Would you please transcribe exactly the lines from the one containing "If you could point to the sofa" through the end of the material below, and only those?

Segment Open

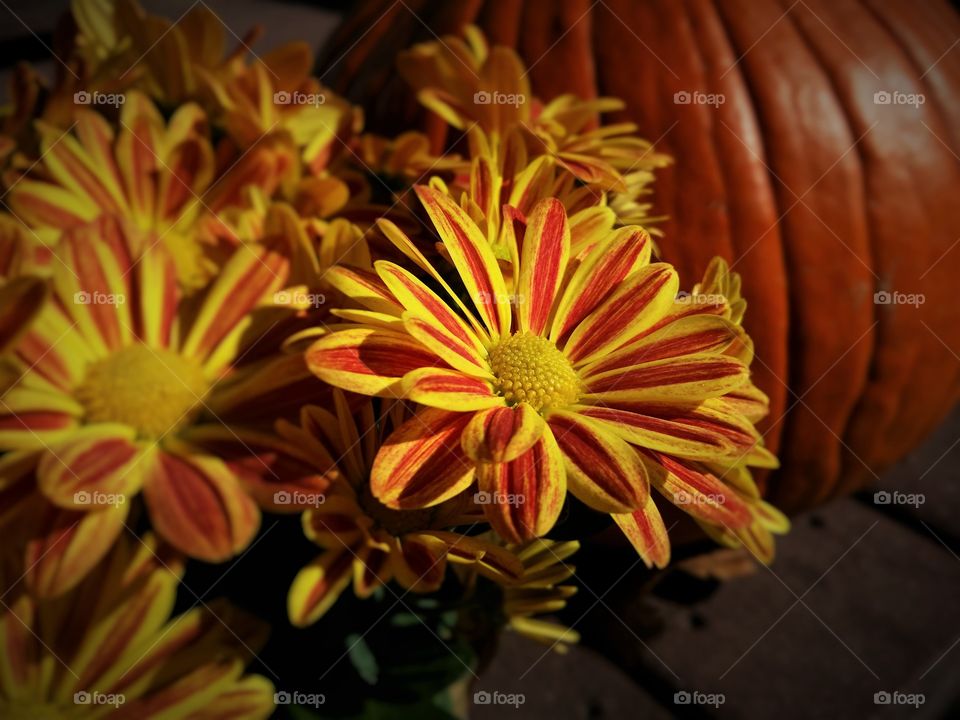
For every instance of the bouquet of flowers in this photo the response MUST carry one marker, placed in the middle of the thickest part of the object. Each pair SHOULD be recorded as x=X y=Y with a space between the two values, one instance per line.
x=226 y=310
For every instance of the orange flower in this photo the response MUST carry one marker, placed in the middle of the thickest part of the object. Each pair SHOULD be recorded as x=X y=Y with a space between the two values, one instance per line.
x=363 y=539
x=110 y=648
x=120 y=384
x=550 y=385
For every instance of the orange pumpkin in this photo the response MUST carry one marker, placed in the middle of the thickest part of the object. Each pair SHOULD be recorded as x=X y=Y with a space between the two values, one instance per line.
x=819 y=190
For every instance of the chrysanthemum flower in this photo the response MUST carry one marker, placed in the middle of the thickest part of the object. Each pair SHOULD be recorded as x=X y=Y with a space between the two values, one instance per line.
x=549 y=384
x=364 y=540
x=110 y=647
x=120 y=382
x=159 y=177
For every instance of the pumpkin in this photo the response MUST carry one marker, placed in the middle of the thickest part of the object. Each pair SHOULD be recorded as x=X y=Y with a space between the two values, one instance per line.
x=820 y=189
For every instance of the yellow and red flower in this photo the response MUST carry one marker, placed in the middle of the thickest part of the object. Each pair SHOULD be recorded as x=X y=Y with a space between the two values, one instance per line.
x=119 y=384
x=581 y=374
x=365 y=541
x=110 y=647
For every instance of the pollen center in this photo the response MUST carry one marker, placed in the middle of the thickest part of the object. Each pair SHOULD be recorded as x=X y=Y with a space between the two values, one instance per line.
x=531 y=369
x=153 y=391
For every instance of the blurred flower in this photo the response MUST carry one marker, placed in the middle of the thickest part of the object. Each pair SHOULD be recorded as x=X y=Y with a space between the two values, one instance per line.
x=582 y=376
x=118 y=384
x=110 y=648
x=540 y=592
x=363 y=539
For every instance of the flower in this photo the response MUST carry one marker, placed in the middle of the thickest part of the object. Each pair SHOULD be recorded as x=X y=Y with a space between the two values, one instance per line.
x=364 y=540
x=556 y=383
x=159 y=177
x=540 y=591
x=121 y=382
x=109 y=647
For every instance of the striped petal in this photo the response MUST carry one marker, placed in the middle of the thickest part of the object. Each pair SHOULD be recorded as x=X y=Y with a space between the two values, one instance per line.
x=318 y=585
x=697 y=492
x=473 y=258
x=697 y=334
x=603 y=471
x=421 y=463
x=502 y=434
x=602 y=270
x=65 y=545
x=368 y=361
x=693 y=378
x=99 y=465
x=645 y=530
x=543 y=261
x=522 y=498
x=449 y=390
x=199 y=507
x=639 y=302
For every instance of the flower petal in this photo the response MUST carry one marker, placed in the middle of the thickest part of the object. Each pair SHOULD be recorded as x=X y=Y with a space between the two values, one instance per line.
x=366 y=360
x=523 y=498
x=421 y=463
x=449 y=390
x=637 y=304
x=502 y=434
x=603 y=471
x=473 y=258
x=603 y=269
x=318 y=585
x=543 y=261
x=198 y=506
x=693 y=378
x=645 y=530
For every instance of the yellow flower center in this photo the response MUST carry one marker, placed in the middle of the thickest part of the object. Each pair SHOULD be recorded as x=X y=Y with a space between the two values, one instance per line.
x=531 y=369
x=152 y=390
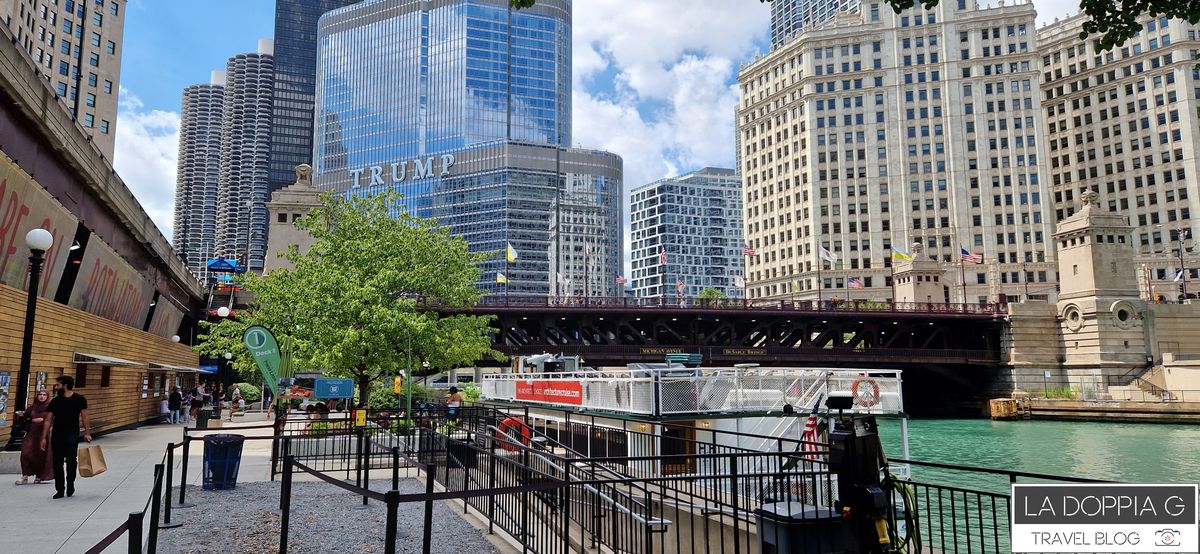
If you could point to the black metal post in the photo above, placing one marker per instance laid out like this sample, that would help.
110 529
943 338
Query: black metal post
366 467
183 473
155 510
286 503
431 473
389 537
135 533
286 481
27 345
395 468
166 494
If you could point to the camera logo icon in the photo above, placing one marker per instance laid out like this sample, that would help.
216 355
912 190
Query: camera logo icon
1167 537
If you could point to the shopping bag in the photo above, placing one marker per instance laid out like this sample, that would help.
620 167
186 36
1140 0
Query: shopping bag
91 461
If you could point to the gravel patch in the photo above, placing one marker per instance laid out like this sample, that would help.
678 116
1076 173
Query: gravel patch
324 518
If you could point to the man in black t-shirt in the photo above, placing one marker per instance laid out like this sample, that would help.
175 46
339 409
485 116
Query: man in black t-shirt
67 409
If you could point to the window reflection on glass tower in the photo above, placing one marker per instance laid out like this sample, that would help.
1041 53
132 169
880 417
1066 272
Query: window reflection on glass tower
421 97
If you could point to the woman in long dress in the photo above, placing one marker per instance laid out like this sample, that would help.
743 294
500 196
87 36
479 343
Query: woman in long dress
36 462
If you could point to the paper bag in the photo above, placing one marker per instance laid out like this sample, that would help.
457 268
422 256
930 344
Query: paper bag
91 461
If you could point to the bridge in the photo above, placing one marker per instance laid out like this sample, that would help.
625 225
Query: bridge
615 331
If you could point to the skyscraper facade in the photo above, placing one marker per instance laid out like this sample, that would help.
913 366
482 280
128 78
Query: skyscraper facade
243 190
400 78
77 44
198 172
421 98
879 130
295 73
1126 124
790 17
695 220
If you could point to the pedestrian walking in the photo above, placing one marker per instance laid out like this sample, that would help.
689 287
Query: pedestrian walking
61 433
35 459
175 404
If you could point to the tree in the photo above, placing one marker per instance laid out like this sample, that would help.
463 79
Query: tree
1115 22
360 302
711 296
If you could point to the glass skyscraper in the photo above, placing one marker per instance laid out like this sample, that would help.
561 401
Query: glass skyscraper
463 107
295 72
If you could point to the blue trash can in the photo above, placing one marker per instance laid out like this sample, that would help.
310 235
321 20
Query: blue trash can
222 457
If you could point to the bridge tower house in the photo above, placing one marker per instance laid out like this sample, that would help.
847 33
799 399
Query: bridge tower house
919 279
1102 317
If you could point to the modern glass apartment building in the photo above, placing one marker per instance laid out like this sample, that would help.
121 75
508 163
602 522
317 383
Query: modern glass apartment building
400 78
420 97
295 73
695 218
790 17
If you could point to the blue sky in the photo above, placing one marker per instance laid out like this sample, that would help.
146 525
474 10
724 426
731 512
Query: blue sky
653 79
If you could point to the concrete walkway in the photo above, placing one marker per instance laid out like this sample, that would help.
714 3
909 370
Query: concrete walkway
33 523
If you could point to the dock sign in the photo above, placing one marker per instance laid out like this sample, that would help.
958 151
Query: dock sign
334 389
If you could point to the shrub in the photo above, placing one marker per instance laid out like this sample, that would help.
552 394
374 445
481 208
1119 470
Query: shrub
250 392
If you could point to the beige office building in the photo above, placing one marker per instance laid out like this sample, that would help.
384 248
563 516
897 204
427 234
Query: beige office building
76 44
1126 124
881 130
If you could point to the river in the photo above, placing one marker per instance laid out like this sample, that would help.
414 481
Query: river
1128 452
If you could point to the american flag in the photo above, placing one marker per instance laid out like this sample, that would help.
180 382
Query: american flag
810 435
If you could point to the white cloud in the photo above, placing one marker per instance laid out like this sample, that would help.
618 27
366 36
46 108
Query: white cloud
655 82
147 150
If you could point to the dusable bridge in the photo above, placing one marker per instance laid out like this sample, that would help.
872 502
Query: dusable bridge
613 331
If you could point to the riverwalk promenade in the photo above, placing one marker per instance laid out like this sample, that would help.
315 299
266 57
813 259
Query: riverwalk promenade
33 523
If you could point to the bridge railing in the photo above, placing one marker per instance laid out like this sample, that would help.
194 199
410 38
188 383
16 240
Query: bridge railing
526 301
682 390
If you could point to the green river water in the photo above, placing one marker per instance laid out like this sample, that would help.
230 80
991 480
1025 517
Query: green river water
1128 452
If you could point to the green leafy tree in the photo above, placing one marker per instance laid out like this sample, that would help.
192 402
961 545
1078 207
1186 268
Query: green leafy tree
1116 22
711 296
358 303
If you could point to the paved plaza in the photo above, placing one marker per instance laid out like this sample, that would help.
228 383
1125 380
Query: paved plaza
33 523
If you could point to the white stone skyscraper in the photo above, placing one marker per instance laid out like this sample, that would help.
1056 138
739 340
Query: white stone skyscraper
243 190
198 172
879 130
1126 124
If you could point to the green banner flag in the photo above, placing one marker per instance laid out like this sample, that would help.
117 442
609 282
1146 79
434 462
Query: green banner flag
265 350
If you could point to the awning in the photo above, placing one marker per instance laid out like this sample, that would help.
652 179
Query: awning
168 367
97 360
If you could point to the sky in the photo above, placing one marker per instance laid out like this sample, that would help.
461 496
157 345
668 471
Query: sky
654 80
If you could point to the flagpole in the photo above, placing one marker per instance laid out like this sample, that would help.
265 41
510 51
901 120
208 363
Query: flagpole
963 275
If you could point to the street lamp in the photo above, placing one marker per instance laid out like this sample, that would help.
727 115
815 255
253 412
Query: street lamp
39 241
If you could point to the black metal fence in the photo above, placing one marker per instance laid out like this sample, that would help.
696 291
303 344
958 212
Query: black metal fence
562 486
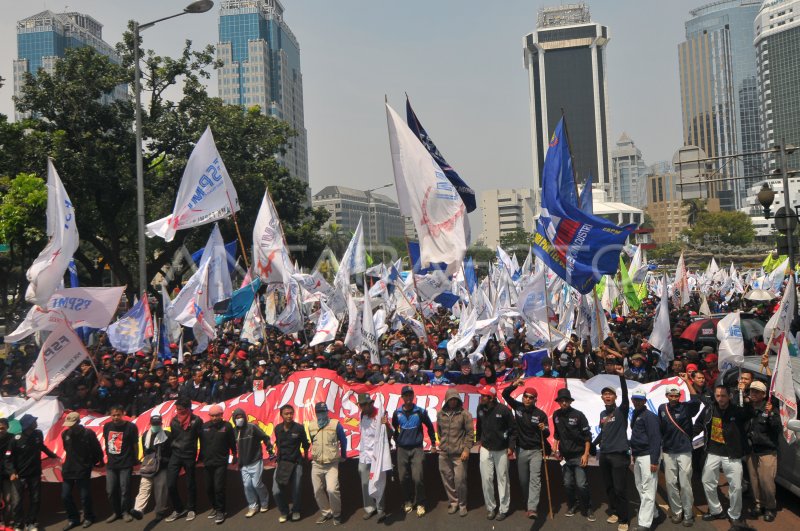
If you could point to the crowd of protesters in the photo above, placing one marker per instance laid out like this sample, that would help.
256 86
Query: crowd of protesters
740 435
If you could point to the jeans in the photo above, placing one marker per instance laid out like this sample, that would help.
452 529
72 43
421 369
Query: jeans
529 467
614 470
254 489
646 483
173 472
118 489
280 493
83 486
325 480
576 484
371 504
495 462
732 468
678 478
215 487
411 458
454 477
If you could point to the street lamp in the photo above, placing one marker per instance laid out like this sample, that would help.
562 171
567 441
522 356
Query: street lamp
200 6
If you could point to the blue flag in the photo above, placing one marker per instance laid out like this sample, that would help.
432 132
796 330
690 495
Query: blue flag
467 194
580 248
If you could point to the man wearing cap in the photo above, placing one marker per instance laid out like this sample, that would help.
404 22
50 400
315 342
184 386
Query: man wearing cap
496 433
676 427
646 454
328 448
407 422
374 456
763 430
82 453
532 434
572 437
456 435
155 459
217 442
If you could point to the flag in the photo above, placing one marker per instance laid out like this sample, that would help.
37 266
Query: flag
130 333
46 274
731 343
466 193
426 195
270 257
579 248
60 355
327 326
206 192
89 307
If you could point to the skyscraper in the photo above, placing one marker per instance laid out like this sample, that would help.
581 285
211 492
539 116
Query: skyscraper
44 38
719 100
261 66
628 173
565 59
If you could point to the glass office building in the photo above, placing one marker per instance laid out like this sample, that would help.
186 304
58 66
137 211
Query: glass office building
719 98
565 60
44 38
261 66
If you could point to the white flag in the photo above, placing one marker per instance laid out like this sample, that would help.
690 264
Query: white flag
46 274
93 307
270 257
327 326
731 344
61 354
427 196
206 193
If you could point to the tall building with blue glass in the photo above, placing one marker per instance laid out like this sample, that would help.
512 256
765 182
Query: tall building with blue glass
261 66
44 38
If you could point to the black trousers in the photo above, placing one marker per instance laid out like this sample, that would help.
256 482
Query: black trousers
614 468
176 464
215 487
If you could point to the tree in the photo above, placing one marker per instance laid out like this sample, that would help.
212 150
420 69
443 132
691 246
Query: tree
732 228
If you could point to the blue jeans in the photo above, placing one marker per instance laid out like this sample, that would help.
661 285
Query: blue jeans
576 484
73 515
293 485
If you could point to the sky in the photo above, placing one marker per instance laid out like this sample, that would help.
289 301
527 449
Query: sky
460 61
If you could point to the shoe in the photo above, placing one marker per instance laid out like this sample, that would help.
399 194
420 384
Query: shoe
709 517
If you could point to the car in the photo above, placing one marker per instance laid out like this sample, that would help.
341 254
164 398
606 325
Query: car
788 475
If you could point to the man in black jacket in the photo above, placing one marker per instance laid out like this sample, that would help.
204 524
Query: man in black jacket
495 431
185 428
532 434
122 448
217 442
82 453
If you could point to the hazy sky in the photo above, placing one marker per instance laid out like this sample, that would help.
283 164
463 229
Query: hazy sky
459 60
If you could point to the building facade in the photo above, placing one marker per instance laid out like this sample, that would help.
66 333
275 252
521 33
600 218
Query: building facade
566 62
44 38
380 214
505 211
777 41
628 173
719 96
261 66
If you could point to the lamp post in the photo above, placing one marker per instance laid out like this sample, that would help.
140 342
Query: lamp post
200 6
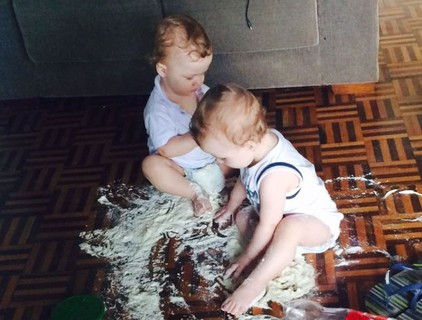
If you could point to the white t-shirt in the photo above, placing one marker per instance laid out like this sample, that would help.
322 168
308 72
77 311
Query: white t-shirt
164 120
311 197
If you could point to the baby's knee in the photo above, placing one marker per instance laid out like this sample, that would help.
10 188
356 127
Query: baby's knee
152 165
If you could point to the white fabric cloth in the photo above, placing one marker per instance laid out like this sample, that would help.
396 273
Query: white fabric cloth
165 120
311 197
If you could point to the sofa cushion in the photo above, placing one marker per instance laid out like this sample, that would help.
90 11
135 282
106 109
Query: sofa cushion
276 24
82 31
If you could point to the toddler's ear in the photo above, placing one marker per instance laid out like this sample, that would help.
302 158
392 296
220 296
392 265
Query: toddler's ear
161 69
250 144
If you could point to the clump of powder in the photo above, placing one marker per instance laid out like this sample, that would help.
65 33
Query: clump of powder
147 216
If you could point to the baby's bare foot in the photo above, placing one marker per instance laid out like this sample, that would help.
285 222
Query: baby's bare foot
201 204
200 201
243 298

Segment Closed

ANSWER TO THIS TASK
If you could point to the sofa cushion in the photo above, placing one marker per instance laid out like this sample, that would help.
90 11
135 282
106 109
Query: sofa cushion
276 24
82 31
If you could point to the toddler's ear in the photo above, placing one marker per instance laid out like this sample, that would help.
302 158
392 296
220 296
392 265
Query: toddler's ear
161 69
250 144
If you could point to the clump of powder in the photo above, placing one marker per instance laid out like this sample, that would help.
65 33
Query: clump of powder
147 216
If you could point to the baby's bare foot in the photo above, placing one marker per instance laid out like this sample, that would help.
285 222
Query: baby's bare foot
201 204
200 201
243 298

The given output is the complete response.